To do |
- a) In the long jump article, who won the bronze medal?
- b) Please copy the passage of the long jump article that runs from "The men's long jump event" to "boycotted 1980 Games.".
-- Text shown start --
The men's long jump event at the 2000 Summer Olympics took place on Monday, 25 September, and Thursday, 28 September 2000, in Sydney, Australia. Fifty-three athletes from 38 nations competed. The maximum number of athletes per nation had been set at 3 since the 1930 Olympic Congress. The event was won by Iván Pedroso of Cuba, the nation's first medal and title in the men's long jump; it snapped a four-Games streak of American (and, specifically, Carl Lewis) victories. Jai Taurima took silver, Australia's third silver in the event (1948 and 1984). Roman Shchurenko earned Ukraine's first medal in the men's long jump with his bronze. It was the first time the United States had competed in the event and not won at least a silver medal; the Americans had previously failed to place in the top two only at the boycotted 1980 Games.

Background

This was the 24th appearance of the event, which is one of 12 athletics events to have been held at every Summer Olympics. The returning finalists from the 1996 Games were silver medalist James Beckford of Jamaica, sixth-place finisher Gregor Cankar of Slovenia, eighth-place finisher Mattias Sunneborn of Sweden, and twelfth-place finisher Iván Pedroso of Cuba. Pedroso had been the best long jumper in the world since 1995, winning the 1995, 1997, and 1999 world championships (he would later win again in 2001); he had struggled with a hamstring injury in 1996, hampering his Olympic medal hopes in Atlanta. The American team of Carl Lewis, Mike Powell, and Joe Greene which had competed together the last two Games, sweeping the 1992 medals and taking gold, bronze, and 5th in 1996, had completely turned over. The United States had no particularly strong replacements; the nation's top jumper, Dwight Phillips, would later be dominant in the event but was not there yet in 2000. Jai Taurima, of the host Australia, was Pedroso's strongest challenger.
-- Text shown end --
-- Listed entries start --
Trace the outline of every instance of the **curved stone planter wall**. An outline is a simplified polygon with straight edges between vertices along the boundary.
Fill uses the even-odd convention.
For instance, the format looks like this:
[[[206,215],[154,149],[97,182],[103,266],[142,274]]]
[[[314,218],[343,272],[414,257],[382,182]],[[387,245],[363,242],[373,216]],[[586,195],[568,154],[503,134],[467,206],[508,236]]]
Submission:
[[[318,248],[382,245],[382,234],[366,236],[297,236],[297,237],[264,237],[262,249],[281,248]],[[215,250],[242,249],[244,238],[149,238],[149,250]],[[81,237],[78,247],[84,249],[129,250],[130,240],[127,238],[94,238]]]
-- Listed entries end --
Answers to the tasks |
- a) Roman Shchurenko of Ukraine.

- b)
The men's long jump event at the 2000 Summer Olympics took place on Monday, 25 September, and Thursday, 28 September 2000, in Sydney, Australia. Fifty-three athletes from 38 nations competed. The maximum number of athletes per nation had been set at 3 since the 1930 Olympic Congress. The event was won by Iván Pedroso of Cuba, the nation's first medal and title in the men's long jump; it snapped a four-Games streak of American (and, specifically, Carl Lewis) victories. Jai Taurima took silver, Australia's third silver in the event (1948 and 1984). Roman Shchurenko earned Ukraine's first medal in the men's long jump with his bronze. It was the first time the United States had competed in the event and not won at least a silver medal; the Americans had previously failed to place in the top two only at the boycotted 1980 Games.